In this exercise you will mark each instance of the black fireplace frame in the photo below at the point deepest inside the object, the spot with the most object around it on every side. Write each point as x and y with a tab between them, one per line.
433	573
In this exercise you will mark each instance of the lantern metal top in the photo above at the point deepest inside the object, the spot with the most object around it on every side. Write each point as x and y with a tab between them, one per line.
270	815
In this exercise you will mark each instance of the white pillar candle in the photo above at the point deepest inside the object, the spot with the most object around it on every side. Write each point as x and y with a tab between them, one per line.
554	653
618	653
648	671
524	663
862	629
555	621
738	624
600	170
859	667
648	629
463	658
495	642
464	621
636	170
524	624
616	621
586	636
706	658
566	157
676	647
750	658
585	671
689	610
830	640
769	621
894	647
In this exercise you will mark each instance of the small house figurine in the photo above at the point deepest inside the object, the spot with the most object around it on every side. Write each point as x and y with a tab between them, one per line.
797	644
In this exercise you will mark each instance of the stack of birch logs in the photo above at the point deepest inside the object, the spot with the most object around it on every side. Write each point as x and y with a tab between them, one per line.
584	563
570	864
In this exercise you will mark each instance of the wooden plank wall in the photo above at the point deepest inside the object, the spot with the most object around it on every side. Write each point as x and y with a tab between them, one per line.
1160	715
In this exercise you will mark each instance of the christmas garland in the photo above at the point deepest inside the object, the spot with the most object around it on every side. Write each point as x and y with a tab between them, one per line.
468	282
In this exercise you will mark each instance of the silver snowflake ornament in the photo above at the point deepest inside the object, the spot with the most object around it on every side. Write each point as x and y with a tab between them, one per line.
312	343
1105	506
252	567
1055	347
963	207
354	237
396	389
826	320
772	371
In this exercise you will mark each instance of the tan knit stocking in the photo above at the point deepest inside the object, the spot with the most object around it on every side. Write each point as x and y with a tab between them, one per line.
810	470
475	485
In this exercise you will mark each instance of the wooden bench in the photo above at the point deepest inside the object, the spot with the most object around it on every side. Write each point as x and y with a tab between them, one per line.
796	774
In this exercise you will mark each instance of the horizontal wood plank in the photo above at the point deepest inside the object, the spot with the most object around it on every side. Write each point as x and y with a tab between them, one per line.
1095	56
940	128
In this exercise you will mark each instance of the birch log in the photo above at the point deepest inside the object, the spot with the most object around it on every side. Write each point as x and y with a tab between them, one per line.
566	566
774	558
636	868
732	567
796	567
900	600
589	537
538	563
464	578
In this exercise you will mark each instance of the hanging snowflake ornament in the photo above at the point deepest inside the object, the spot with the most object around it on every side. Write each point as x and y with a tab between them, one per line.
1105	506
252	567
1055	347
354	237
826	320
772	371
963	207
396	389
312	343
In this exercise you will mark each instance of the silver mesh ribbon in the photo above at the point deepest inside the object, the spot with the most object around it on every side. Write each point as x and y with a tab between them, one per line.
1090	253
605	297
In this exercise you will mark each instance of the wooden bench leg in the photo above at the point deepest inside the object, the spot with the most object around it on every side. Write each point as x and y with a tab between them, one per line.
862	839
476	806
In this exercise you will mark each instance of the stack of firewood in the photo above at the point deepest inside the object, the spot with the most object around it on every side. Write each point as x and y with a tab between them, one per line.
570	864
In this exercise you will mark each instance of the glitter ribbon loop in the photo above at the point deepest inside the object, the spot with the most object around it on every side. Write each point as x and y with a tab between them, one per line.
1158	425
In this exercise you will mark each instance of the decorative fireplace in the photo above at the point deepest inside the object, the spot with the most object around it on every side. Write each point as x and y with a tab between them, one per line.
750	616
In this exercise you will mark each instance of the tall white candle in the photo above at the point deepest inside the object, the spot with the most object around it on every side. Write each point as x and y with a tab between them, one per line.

====

WRITTEN REQUEST:
Starting at the line that contains "stack of firewood" and ending at the end of the material, both included, copy out every line, requests too, and multiply each coordinate in the answers by 1.85, rounding to whole numbers with halves going up. Leave the requests unchanged.

SOLUTION FOR THIS EXERCISE:
In this exercise you will mark each instance of the stack of firewood in the photo above at the point deepest inside the object, the spot with the most object around it on every side. Write each point as x and y with a tab between them, one per line.
1055	1598
In this exercise you will mark each instance of the glitter ribbon loop in the photo above at the point deepest inside the object, the spot with the most object around it on every side. Write each point as x and y with a tab between them, one per line.
2142	786
In this exercise you will mark each instance of the decorative fireplace in the photo above at the point deepest inside the object, the spot with the most object around it on every side. Write each point as x and y with a tab between them, one per line.
1388	1140
In this exercise you will mark each instance of the tall white candle in the photo above at the point deepest inside the object, the spot with the most object around it on every side. Write each point as x and y with a tab between them, one per line.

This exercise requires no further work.